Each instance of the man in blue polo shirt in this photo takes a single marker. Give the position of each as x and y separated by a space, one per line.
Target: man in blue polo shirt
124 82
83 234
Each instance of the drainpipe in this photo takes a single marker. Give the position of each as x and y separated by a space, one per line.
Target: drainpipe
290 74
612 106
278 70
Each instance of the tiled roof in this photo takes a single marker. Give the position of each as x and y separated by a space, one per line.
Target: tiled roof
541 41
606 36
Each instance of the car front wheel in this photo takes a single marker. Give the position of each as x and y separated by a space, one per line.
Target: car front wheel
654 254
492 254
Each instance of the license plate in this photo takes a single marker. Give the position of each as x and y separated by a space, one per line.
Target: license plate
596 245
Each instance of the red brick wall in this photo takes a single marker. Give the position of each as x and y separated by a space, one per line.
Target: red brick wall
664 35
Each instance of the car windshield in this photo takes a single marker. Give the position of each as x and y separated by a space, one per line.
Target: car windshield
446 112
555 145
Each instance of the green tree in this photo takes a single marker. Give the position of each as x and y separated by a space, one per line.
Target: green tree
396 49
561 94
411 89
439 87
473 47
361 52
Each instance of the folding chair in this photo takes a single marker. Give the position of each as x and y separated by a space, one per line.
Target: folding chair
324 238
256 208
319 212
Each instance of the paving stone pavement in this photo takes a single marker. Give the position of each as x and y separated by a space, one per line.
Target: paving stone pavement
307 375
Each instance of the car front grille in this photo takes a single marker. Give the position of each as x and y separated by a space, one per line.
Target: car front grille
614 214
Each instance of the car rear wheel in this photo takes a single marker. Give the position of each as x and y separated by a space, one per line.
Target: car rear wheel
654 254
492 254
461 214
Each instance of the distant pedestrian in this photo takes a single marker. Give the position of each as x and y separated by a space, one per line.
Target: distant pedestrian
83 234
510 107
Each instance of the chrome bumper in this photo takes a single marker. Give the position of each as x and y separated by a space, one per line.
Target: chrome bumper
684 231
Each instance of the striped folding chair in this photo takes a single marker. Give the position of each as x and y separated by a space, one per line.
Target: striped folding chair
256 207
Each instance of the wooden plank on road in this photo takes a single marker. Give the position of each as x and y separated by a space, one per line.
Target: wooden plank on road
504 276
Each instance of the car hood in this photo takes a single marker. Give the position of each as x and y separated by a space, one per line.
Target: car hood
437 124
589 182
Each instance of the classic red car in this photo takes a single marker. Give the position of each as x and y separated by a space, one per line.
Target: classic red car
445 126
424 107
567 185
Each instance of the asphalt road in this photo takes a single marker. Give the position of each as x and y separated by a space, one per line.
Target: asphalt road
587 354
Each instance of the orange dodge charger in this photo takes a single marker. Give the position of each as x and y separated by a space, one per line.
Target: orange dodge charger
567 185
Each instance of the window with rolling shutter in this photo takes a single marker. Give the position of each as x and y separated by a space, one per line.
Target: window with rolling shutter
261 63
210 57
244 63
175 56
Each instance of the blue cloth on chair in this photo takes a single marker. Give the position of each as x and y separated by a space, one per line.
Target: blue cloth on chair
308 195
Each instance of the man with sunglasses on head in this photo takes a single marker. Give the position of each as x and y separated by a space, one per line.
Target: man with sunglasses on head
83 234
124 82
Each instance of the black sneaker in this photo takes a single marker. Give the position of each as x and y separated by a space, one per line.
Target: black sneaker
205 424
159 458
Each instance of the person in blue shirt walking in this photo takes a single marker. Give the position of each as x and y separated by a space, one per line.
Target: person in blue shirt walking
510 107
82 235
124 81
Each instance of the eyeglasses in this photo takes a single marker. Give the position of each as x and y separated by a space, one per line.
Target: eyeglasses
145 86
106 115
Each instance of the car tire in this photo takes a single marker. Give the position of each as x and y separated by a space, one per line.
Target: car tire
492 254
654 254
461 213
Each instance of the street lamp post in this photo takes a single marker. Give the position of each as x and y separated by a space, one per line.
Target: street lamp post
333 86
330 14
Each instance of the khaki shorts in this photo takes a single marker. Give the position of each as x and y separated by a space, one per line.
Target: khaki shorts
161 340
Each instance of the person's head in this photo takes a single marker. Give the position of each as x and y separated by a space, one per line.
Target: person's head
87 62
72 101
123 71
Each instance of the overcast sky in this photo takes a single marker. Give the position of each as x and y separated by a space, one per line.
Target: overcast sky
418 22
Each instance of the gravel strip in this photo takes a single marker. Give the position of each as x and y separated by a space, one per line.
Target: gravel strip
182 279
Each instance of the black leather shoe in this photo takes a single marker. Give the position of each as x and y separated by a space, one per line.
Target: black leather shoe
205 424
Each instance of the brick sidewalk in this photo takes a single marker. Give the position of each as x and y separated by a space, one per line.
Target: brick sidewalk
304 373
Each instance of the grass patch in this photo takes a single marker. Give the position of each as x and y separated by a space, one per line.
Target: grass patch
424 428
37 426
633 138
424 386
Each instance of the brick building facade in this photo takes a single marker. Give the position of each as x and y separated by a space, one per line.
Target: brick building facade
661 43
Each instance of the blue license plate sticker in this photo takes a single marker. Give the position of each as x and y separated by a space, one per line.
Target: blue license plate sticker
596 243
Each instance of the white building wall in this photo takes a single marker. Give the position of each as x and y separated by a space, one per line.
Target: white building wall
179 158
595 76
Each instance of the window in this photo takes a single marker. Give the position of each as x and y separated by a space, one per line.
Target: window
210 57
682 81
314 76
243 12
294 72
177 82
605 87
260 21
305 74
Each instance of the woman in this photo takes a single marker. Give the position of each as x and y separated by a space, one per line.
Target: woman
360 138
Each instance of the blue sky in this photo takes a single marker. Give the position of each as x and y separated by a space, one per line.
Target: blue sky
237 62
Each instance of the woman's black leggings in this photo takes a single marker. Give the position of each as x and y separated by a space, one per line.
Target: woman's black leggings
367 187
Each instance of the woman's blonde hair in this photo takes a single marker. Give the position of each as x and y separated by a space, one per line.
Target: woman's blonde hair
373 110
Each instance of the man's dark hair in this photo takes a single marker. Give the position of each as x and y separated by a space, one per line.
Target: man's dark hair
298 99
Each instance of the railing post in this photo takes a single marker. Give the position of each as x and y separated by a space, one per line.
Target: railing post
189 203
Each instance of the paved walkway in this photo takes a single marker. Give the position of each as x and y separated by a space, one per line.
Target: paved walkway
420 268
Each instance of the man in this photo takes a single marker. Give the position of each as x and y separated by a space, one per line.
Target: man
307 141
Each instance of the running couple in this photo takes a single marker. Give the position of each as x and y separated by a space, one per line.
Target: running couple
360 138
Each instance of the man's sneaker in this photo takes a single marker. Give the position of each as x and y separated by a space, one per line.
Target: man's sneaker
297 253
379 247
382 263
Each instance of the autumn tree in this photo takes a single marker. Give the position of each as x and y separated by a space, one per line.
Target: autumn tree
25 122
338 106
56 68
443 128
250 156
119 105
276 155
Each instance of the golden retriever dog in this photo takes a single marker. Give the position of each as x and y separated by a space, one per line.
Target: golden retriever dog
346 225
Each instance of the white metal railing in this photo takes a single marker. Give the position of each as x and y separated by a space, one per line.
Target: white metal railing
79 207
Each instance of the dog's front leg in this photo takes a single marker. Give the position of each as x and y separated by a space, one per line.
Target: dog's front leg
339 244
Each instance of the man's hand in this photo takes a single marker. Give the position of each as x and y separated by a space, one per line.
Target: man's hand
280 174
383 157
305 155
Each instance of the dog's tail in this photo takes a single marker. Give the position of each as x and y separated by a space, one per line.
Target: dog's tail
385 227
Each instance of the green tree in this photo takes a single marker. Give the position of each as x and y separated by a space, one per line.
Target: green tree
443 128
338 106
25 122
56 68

Directions for this task
Reproduce the records above exactly.

Solution to this task
Each instance of the man in blue polo shirt in this photo takes a single marker. Give the position of each as x and y separated by a space, one per line.
Target: man in blue polo shirt
124 82
83 234
Each instance of the drainpipe in this photo takes a single marker. Give the position of each as x and y separated by a space, one per line.
Target: drainpipe
290 74
612 106
278 70
Each instance of the tiled roof in this photo takes a single marker. Give the position of each as x and y separated by a space, one per line.
Target: tiled roof
541 41
606 36
Each instance of the car front wheel in this photo takes a single marker. Give the position of each as x and y separated by a space, one per line.
Target: car front wheel
654 254
492 254
Each instance of the license plate in this photo takes a single marker. Give the position of each as x and y separated by a space, one per line.
Target: license plate
596 245
Each instance of the red brick wall in this photo takes a single marker. Give the position of each as x and y separated by a space, one per line.
Target: red brick wall
664 35
Each instance of the car windshield in this photo takes a single marker. Give the position of each as x and y separated by a space, one per line.
Target: car windshield
446 112
555 145
Each instance of the green tree in this photo takes a single marker. Give the position of each as x and y separated by a space, one per line.
Target: green tree
396 49
561 94
411 89
439 87
473 47
361 52
Each instance of the folding chair in this photo takes a single marker. Give the position of each as x and y separated by a space, one per line.
Target: folding chair
324 238
256 208
319 212
Each instance of the paving stone pavement in this photo takes a single marker. Give the position of each as x and y separated by a space, one per line.
Target: paving stone pavement
307 375
Each instance of the car front grille in this photo takes a single marker. Give the position of each as x and y separated by a space, one per line.
Target: car front grille
614 214
Each instance of the car rear wheel in this photo takes a single marker. Give the position of each as x and y separated by a space, one per line.
Target: car rear wheel
654 254
492 254
461 214
Each instance of the distant pedestrian in this photo takes a single marker. Give the position of each as x and y separated by a space, one per line.
Target: distant pedestrian
83 234
510 107
Each instance of the chrome bumper in this photo takes a single marker. Give the position of each as x and y separated by a space, one per line.
Target: chrome bumper
684 231
Each instance of the striped folding chair in this photo takes a single marker. Give the position of each as x and y separated by a space, one per line.
Target: striped folding chair
256 207
Each instance of the wooden plank on road in this photo takes a single marker. Give the position of each as x and y separated by a space, one per line.
Target: wooden plank on road
504 276
Each instance of the car hood in this photo takes a single marker. Give the position of each as x and y separated by a space, one per line.
Target: car hood
437 124
589 182
Each instance of the classic red car in this photo takes a single marker. Give the position of each as x and y separated by a space, one per line.
Target: classic red car
445 126
424 107
567 185
Each instance of the asphalt road in this photo takes a single marker. Give the position of each as x and y separated by a space, one per line.
Target: asphalt road
587 354
Each instance of the orange dodge charger in this photo takes a single marker. Give the position of each as x and y separated by a space, one per line.
Target: orange dodge charger
567 185
Each instance of the window with rolling shutter in this photo takes a single marker. Give the position of each as x and y separated by a space, one per line.
Target: window with rolling shutter
261 63
210 57
244 63
175 56
Each instance of the blue cloth on chair in this photo takes a single marker. Give the position of each as x and y separated by a space, one per line.
Target: blue cloth on chair
308 195
Each instance of the man with sunglasses on head in this photo takes a single marker. Give the position of each as x and y separated by a space, one per line.
Target: man with sunglasses on head
83 234
124 82
Each instance of the black sneaker in this photo takes a single marker. Give the position of each as x and y separated by a space, one per line.
Target: black sneaker
205 424
159 458
Each instance of the person in blue shirt walking in this photo takes a single marker. Give the position of each as x and y separated by a space, one per line.
Target: person in blue shirt walking
510 107
82 235
124 81
Each instance of the eyeglasses in this photo takes a single marker. Give the position of each as x and y separated by a space, one per line.
Target: eyeglasses
145 86
106 115
Each instance of the car tire in this photo takes a single marker. Give the position of each as x and y separated by a space, one per line.
Target: car tire
492 254
654 254
461 213
Each instance of the street lamp post in this photo takes a single marker. Give the position of each as x and y separated by a space, one per line.
Target: street lamp post
333 86
330 14
Each instance of the khaki shorts in this photo takes a single marker. Give the position of each as x and y separated by a space, one per line.
Target: khaki shorts
161 340
Each instance of the person's head in this photo takes a single marker. Give the position of each as x and y separated by a space, one per line.
Target: person's head
87 62
72 101
123 71
Each instance of the overcast sky in this photo takes a single marker. Give the position of each as x and y separated by a space, one per line.
Target: overcast sky
418 22
Each instance of the gravel strip in this photo takes a single marker. Give the position of each as x and y separated by a space, one per line.
Target: gravel strip
182 279
Each instance of the black leather shoe in this photo takes a single marker. Give the position of each as x and y separated by a space, one per line.
Target: black leather shoe
205 424
Each instance of the brick sidewalk in this photo takes a single marker. Give the position of each as x and y separated by a space, one per line.
Target: brick sidewalk
304 373
Each instance of the grass patch in this photo takes a single marker. Give the position of each as x and y separated by a space, one per line.
Target: grass patch
424 428
37 426
633 138
424 386
Each instance of the brick building facade in this photo takes a single marker. Give the position of each as x and y separated by a space, one per line.
Target: brick building facade
661 43
Each instance of the blue license plate sticker in this photo takes a single marker. Give the position of each as x and y separated by a space, one per line.
Target: blue license plate sticker
596 243
Each instance of the white building wall in this photo takes a single marker. Give the position of each as x and y separated by a space, one per line.
Target: white building wall
179 158
595 76
Each instance of the window in this photo takes a single marker. Give the position of each as x and y separated by a space, one per line.
Target: window
210 57
682 81
314 76
243 12
294 72
177 82
605 87
260 21
305 74
Each instance of the woman in this photo takes a single marker. Give the position of each as x and y separated by a space, one per line.
Target: woman
360 138
Each instance of the blue sky in this photo takes a single marker. Give the position of each as x and y separated by a space, one per line.
Target: blue sky
237 62
Each instance of the woman's black leggings in this photo takes a single marker. Give the position of each as x and y separated by a space, one per line.
Target: woman's black leggings
367 187
Each instance of the woman's blonde hair in this photo takes a single marker. Give the position of each as x and y separated by a space, one per line.
Target: woman's blonde hair
373 110
Each instance of the man's dark hair in this photo takes a single marker. Give the position of each as x and y separated by a space, one per line.
Target: man's dark hair
298 99
Each instance of the railing post in this photo takes a single marker. Give the position of each as x and y separated by a space, one per line.
Target: railing post
189 203
Each instance of the paved walkway in this photo takes a single marker. Give the position of each as x and y separated by a space, one per line.
Target: paved walkway
420 268
Each instance of the man in this photo takes a single marker. Give the position of each as x and y separated by a space, one per line.
Target: man
307 141
Each instance of the running couple in this photo takes a single marker. Give the position of each as x and y separated by a space, one per line.
Target: running couple
360 138
Each instance of the man's sneaker in this photo takes a single marker. Give the position of each as x and y separated by a space, one per line.
Target: man's sneaker
297 253
379 247
382 263
Each instance of the autumn tree in this photo takes a single marker. Give the position of each as x and y separated by a space, one per line.
Target: autumn tree
25 122
338 106
56 68
443 128
250 156
119 105
276 155
Each instance of the golden retriever dog in this photo takes a single marker. Give the position of each as x and y separated by a space, one per line.
Target: golden retriever dog
346 225
Each instance of the white metal railing in this photo takes a single marker. Give the position of each as x and y separated by a space, one per line.
Target: white metal railing
79 207
Each instance of the dog's front leg in this photo takes a single marker. Give the position of each as x and y separated by a space, one per line.
Target: dog's front leg
339 244
Each instance of the man's hand in this photo takes a single marker. Give the position of each as x and y separated by a space, one per line.
Target: man's hand
280 174
383 157
305 155
Each instance of the dog's tail in this photo takes a single marker. Give the position of each as x and y separated by a space, one per line.
Target: dog's tail
385 227
Each instance of the green tree in this photo takes a single marker. Give the position of each as x and y separated by a space, one per line.
Target: green tree
443 128
338 106
25 122
56 68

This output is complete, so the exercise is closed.